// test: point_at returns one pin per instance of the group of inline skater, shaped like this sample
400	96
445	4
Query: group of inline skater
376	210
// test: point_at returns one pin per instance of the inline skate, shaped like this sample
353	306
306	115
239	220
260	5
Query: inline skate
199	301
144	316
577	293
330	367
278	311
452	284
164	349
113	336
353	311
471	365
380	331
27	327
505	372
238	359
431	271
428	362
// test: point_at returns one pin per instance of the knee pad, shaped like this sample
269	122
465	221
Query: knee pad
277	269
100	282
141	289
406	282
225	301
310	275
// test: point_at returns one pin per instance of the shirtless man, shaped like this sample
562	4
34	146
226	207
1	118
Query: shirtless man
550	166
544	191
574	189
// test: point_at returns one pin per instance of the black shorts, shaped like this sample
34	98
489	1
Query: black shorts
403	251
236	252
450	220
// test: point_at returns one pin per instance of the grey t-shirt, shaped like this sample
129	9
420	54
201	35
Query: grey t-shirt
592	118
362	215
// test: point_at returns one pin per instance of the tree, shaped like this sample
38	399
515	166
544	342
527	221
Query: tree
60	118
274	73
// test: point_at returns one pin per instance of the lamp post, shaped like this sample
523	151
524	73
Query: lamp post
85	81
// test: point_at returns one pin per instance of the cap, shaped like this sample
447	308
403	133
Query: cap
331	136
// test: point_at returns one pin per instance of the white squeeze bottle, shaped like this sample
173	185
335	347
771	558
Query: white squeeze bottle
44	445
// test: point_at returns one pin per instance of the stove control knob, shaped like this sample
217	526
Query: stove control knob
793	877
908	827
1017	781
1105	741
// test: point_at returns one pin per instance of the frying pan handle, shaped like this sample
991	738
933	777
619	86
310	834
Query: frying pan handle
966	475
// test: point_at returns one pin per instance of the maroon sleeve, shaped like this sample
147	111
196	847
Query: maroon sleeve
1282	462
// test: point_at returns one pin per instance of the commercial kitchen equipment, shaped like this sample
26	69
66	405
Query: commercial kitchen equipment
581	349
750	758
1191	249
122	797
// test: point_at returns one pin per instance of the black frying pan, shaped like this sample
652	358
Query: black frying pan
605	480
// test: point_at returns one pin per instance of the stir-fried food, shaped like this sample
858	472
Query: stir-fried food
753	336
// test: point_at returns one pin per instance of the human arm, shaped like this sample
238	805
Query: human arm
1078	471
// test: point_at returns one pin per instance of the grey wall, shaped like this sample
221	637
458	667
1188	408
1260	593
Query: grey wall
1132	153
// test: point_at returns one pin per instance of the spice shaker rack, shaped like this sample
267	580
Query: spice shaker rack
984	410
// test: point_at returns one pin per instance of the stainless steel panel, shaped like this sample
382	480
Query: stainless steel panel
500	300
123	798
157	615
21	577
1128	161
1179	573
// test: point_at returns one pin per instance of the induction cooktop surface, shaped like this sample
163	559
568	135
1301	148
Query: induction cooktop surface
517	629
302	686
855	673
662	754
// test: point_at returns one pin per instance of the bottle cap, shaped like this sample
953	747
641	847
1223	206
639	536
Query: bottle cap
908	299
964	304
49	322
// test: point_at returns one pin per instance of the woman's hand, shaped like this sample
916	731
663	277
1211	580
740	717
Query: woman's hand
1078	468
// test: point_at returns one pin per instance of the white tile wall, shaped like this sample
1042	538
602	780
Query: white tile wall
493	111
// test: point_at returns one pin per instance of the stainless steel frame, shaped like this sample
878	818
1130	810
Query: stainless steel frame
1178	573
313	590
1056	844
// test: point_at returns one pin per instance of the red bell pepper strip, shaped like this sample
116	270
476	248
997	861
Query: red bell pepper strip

Task
What is needed is every line of the records that contains the word "strip".

Result of this task
// test: point_at returns one pin per instance of the red bell pepper strip, shaped like this sample
Query: red bell pepper strip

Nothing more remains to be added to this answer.